Reproduce word for word the lines of the records below, starting at the line that contains "Please pin the mountain range" and stopping after the line that contains "Target: mountain range".

## Start SUPPLIED RECORDS

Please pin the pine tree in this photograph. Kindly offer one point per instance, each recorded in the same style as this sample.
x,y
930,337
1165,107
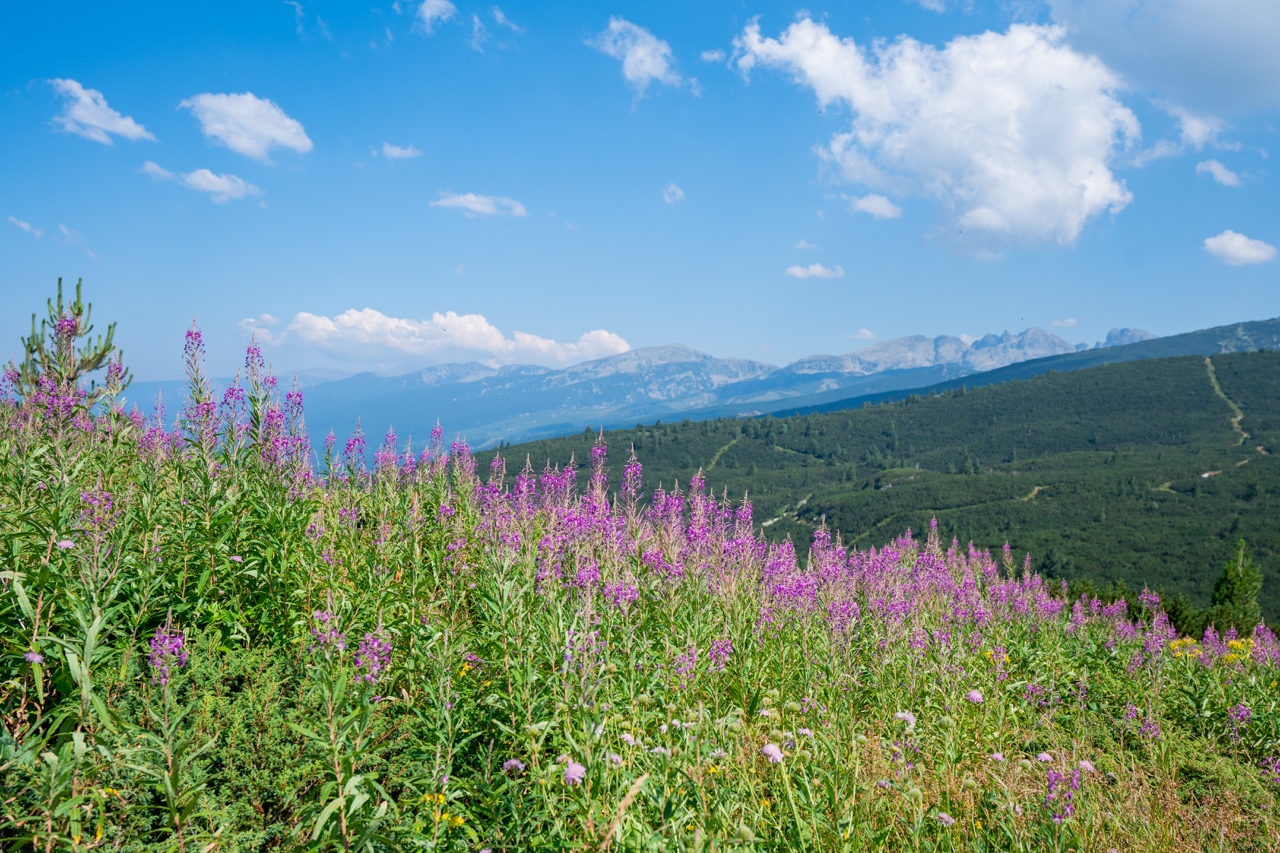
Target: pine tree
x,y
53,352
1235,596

## End SUPPLIED RECORDS
## Start SUPPLIED RECORDS

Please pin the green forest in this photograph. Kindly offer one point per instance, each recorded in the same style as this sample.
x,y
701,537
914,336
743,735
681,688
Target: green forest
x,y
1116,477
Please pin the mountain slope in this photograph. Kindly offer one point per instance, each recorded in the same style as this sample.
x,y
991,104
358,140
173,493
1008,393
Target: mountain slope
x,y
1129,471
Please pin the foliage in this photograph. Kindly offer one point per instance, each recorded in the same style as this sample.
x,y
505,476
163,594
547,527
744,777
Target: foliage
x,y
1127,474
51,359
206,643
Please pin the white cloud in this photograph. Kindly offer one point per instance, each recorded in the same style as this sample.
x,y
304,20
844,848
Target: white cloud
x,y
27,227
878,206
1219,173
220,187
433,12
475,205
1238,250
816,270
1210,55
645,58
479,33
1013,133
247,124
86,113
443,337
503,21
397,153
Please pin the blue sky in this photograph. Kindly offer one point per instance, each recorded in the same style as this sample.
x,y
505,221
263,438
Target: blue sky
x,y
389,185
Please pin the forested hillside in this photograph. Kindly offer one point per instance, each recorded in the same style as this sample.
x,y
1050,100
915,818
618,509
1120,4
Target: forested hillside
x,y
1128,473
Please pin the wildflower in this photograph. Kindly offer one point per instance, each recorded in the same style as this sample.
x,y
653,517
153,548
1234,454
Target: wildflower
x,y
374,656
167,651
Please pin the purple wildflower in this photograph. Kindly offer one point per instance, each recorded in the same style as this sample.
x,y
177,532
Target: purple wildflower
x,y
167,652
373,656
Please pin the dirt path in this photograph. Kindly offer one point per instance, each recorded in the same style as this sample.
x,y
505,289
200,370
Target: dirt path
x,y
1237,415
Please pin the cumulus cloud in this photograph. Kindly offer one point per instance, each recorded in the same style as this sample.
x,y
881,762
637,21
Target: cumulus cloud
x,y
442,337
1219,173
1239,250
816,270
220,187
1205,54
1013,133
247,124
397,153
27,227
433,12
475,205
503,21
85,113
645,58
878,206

## End SUPPLIED RECORDS
## Start SUPPLIED RECORDS

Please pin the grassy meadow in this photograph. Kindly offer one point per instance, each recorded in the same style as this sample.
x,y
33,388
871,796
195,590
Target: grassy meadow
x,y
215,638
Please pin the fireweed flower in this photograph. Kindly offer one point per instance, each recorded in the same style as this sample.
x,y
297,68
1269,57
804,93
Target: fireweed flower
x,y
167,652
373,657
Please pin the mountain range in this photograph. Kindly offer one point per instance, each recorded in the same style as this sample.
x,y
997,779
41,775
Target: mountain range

## End SUPPLIED RECORDS

◆ **EXERCISE OUTPUT**
Please pin the mountain range in this photograph. Kindly offer one point per instance, each recorded in the same style as this sample.
x,y
997,779
41,775
Target: mountain range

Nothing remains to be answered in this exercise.